Mais, comme démontré plus haut dans le cas des expériences de jeux d’argent, l’aversion à la perte est irrationnelle. Il faut choisir de prendre le risque dans les deux cas.

Et, qu’en est-il de la recherche du gain ?

Imaginez que vous tombez sur un entrepôt rempli de tablettes de chocolat de votre marque préférée. Ne serait-il pas irrationnel d’engloutir toutes ces tablettes? Est-ce-que l’épidémie de l’obésité n’est pas une démonstration suffisante ?

D’un autre côté, il me semble rationnel d’épargner pour les mauvais jours. Mais, s’il était rationnel, à titre individuel, de retirer son épargne du marché économique et d’entasser son trésor dans les paradis fiscaux, n’est-il pas irrationnel, pour la survie du marché financier, de cacher cet argent ?
C’est un peu comme un joueur de poker qui a gagné une somme, alors, il sort de table et met de côté son gain, puis il revient s’assoir avec sa mise de départ. Est-ce qu’il sera invité à jouer une prochaine fois ?

Alors, rationnel ou irrationnel ?

Je ne sais pas comment répondre clairement à cette question.

- EXERCICE 1: Résumez en deux phrases le texte sur le rationnel et l'irrationnel.
- EXERCICE 2: Reprenez le texte sur le rationnel et l'irrationnel après sa dernière phrase et écrivez-en la suite.
Les lignes ci-dessous n'ont aucun lien avec le texte.

- DONNÉES ENREGISTRÉES:

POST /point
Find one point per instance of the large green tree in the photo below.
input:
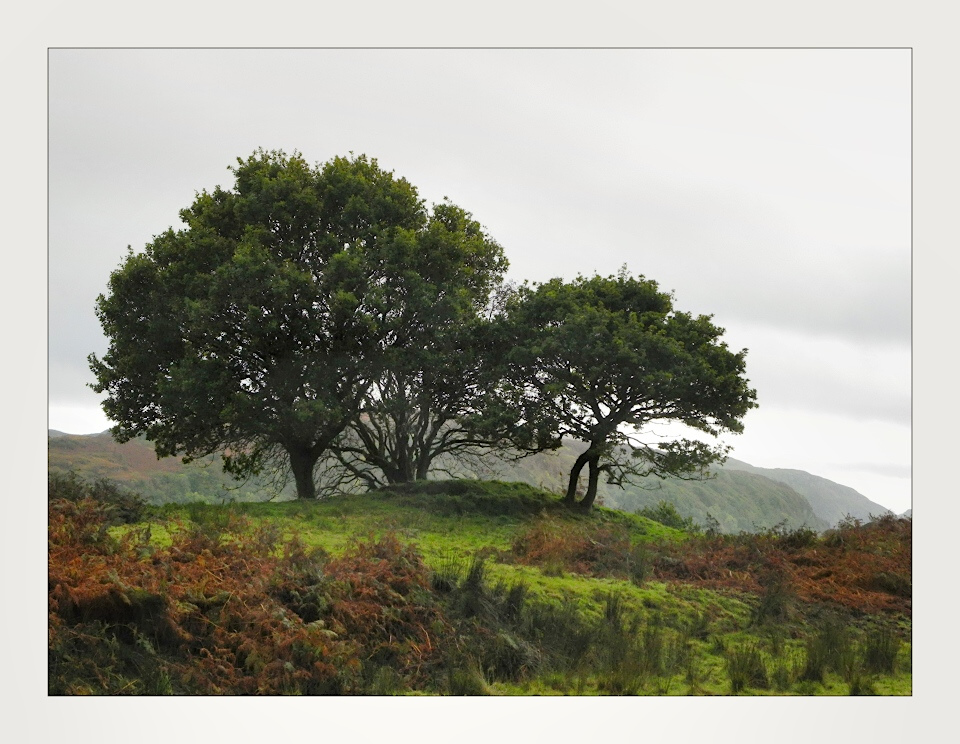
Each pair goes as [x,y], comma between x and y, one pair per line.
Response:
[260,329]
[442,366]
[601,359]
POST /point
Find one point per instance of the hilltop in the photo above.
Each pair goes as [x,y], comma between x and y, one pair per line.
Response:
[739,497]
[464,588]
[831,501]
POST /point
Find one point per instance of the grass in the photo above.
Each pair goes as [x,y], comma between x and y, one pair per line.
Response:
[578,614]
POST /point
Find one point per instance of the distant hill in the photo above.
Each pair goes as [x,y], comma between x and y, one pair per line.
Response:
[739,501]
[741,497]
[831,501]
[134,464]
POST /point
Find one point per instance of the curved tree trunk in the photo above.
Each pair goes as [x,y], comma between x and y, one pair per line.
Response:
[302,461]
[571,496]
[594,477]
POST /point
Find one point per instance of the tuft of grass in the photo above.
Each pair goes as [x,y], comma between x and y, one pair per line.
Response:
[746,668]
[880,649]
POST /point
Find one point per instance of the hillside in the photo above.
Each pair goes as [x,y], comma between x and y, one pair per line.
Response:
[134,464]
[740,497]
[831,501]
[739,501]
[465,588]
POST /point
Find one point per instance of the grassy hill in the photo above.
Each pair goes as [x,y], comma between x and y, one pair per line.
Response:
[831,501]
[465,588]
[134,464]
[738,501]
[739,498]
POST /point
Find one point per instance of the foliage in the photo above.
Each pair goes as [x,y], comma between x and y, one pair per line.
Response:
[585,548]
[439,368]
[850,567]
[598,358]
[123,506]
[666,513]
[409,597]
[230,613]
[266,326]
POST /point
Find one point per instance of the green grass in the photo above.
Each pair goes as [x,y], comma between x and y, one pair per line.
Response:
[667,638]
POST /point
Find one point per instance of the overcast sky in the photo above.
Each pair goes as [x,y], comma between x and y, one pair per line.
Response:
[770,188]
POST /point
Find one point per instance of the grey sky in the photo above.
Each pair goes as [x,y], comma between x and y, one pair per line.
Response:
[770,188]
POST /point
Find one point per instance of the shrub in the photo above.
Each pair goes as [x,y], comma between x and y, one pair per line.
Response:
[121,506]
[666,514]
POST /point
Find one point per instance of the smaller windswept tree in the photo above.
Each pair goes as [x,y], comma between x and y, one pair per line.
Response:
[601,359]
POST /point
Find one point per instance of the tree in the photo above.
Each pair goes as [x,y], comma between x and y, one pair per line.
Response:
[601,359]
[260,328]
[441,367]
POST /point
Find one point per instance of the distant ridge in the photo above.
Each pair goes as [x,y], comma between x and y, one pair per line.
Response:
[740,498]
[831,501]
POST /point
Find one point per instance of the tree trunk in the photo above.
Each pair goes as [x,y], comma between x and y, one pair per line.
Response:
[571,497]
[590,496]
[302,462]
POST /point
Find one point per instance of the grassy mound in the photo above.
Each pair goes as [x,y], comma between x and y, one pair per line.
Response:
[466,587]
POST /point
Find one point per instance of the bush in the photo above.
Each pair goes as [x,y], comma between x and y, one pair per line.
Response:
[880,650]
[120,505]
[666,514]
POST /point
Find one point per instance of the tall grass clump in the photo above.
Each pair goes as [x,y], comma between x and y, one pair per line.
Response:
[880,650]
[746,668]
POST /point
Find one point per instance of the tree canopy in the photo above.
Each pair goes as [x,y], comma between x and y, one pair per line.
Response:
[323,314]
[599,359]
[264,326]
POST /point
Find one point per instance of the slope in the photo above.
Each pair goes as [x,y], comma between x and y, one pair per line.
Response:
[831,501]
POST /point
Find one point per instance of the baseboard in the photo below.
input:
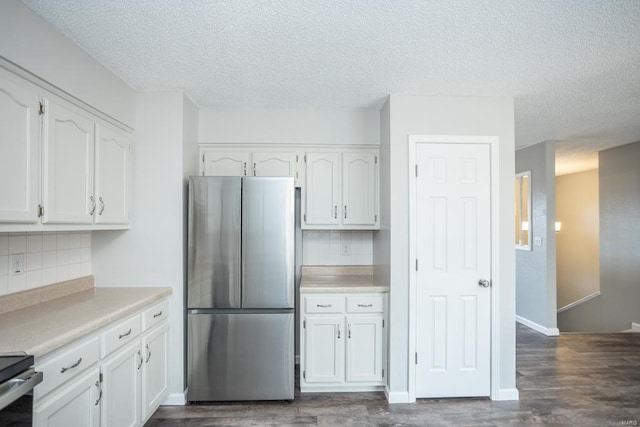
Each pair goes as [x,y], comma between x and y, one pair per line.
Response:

- RÉPONSE 1: Le texte juge l'aversion à la perte irrationnelle, puis se demande ce qu'il en est de la recherche du gain, avec l'exemple d'un entrepôt plein de chocolat et celui de l'épargne cachée dans les paradis fiscaux, comparée à un joueur de poker qui met son gain de côté. Il finit sur la question « rationnel ou irrationnel ? » et reconnaît ne pas savoir y répondre clairement.

- RÉPONSE 2:
La prévalence de l’expression “biais cognitif” donne parfois l’impression que les intuitions des animaux humains sont tout le temps source d’erreurs de jugement. Mais ce n’est pas systématiquement vrai.
C’est dans des situations particulières que les intuitions des animaux humains sont inutiles.

A mon avis, le biais cognitif n’est ni rationnel ni irrationnel. C’est simplement une sur-pondération ou une sous-pondération systématique intuitive d’une évaluation.
Et, c’est le contexte qui dicte la rationalité d’un jugement.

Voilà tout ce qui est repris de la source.